> [Page text]
# Horrible foods



## Rick (Feb 6, 2010)

So I thought this would be fun after I tried one of these.







My girlfriend and a friend of ours went to an Asian supermarket today. She saw these and thought it looked good. The guy at the store said it smelled like baby crap. So naturally, we're off to a great start. 

She had our friend try one and he pretty much gagged after he took a bite while trying to ignore the godawful smell. She actually made a video of it and she'll be posting it to youtube soon. I came home from playing tennis and tried one. I was able to eat one, actually. It sure didn't taste great but I didn't gag.  

Anyway, that was 4 hours ago and I still have the taste in my system after eating mini Ritz Bits Peanut Butter sandwiches, chicken fajitas, chips and salsa, queso, and drinking a tea and Coke Zero. 

If you want to have some fun, buy a box and try to get people to eat one. 

So what foods do you believe to be absolutely awful tasting?


----------



## CrashRG (Feb 7, 2010)

oh gross.....is that real or a photochop?


----------



## Rick (Feb 7, 2010)

No. It's real. The smell is so bad, we have to keep the package outside because the smell is horrifying. It was opened in the living room and Christine's roommate could smell it from 30 feet away.


----------



## CrashRG (Feb 7, 2010)

way gross. I watched that dude Anthony Bourdain's show one time and he was eating those. The looks people gave him were hilarious.


----------



## AK DRAGON (Feb 7, 2010)

Honey Green Milk Tea guaranteed to make you hurl


----------



## Rick (Feb 7, 2010)

http://www.youtube.com/watch?v=-A-GB_iAfkM

I don't know how to hotlink youtube videos. 

The durian fruit is actually banned in certain public areas in SE Asia.

Read this.

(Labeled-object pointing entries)
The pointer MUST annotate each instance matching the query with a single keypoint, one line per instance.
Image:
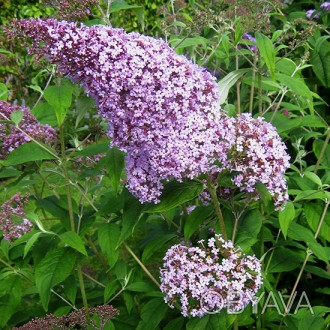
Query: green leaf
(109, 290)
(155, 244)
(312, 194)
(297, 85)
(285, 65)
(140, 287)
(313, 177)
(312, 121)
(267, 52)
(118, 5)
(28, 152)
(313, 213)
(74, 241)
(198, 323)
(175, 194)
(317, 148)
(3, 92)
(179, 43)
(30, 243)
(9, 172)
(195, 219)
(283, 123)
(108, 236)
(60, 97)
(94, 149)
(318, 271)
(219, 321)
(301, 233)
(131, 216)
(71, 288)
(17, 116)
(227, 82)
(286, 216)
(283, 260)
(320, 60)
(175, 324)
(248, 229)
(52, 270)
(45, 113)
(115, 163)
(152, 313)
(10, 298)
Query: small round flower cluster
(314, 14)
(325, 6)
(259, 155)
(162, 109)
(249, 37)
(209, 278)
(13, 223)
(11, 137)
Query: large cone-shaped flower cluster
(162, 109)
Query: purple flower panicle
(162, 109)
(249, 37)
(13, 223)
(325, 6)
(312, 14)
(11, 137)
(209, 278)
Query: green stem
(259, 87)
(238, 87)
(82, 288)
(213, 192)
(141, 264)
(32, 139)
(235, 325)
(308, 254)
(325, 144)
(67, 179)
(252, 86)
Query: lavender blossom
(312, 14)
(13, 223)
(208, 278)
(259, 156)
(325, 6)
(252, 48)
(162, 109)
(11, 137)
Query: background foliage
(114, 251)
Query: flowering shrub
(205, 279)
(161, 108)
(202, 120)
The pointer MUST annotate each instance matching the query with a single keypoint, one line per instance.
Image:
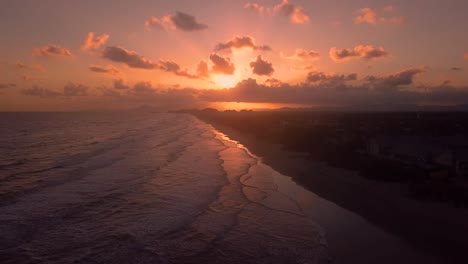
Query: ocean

> [Exercise instructions]
- a) Answer these from the forum thread on horrible foods:
(i) What did the guy at the store say the food smelled like?
(ii) From how far away could Christine's roommate smell it?
(iii) What drink does AK DRAGON say is guaranteed to make you hurl?
- b) Duplicate the part of the forum thread that begins at the words "Anyway, that was" and stops after "to eat one.".
The entries play no part in what is asked.

> [The replies]
- a)
(i) Baby crap.
(ii) 30 feet.
(iii) Honey Green Milk Tea.

- b)
Anyway, that was 4 hours ago and I still have the taste in my system after eating mini Ritz Bits Peanut Butter sandwiches, chicken fajitas, chips and salsa, queso, and drinking a tea and Coke Zero. 

If you want to have some fun, buy a box and try to get people to eat one.